* [Task directions]:
In the records below, find every line that contains "tractor" and list it.

* [Extracted material]:
____
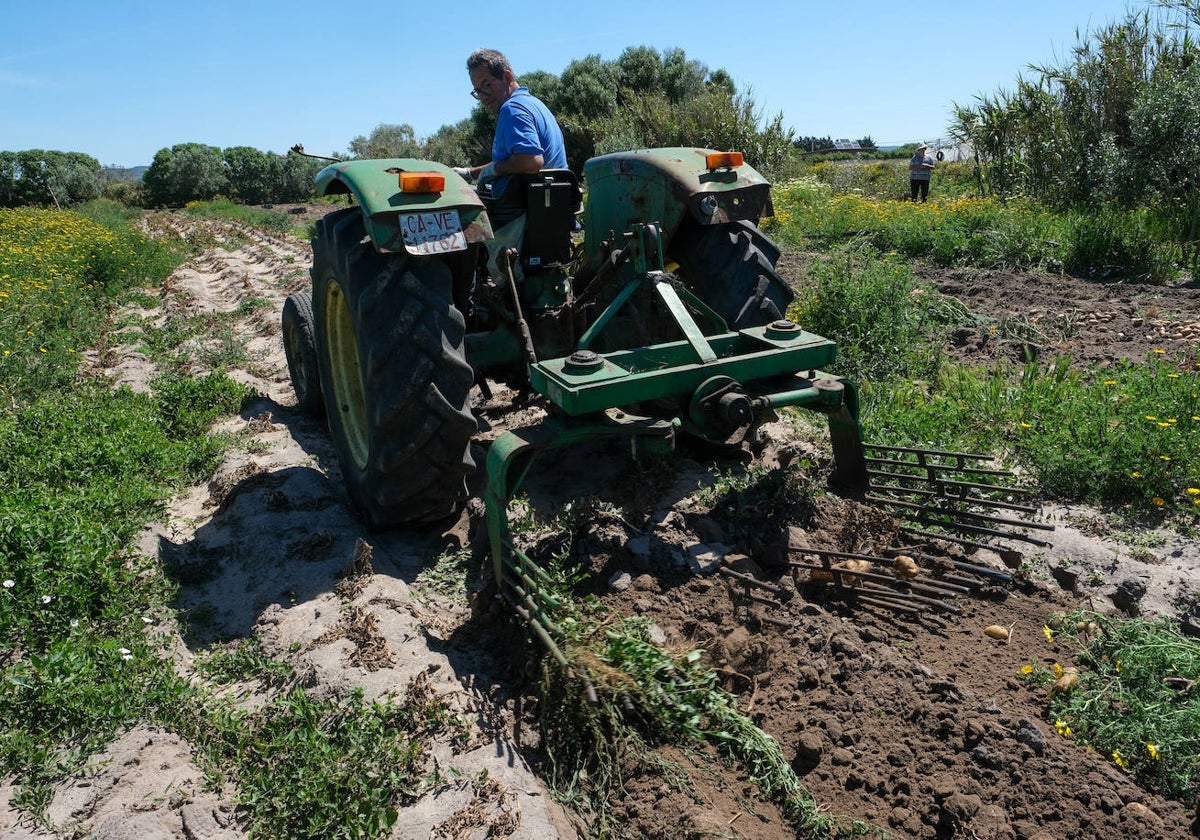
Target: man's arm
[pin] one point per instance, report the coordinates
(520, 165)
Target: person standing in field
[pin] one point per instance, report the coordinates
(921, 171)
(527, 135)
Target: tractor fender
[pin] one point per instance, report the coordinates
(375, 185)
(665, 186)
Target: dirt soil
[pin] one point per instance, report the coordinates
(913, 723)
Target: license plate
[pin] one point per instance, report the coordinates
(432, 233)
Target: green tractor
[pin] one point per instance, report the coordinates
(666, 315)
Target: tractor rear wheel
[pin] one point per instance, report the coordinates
____
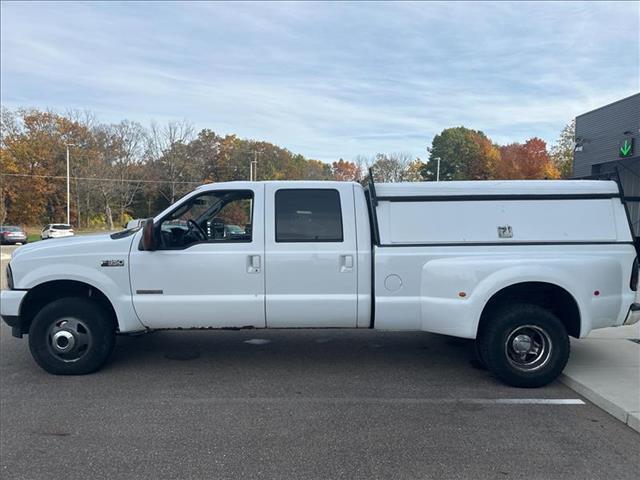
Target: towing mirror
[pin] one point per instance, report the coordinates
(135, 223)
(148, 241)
____
* [Answer box]:
Target: tractor fender
Target: green tractor
Target: tractor rear wheel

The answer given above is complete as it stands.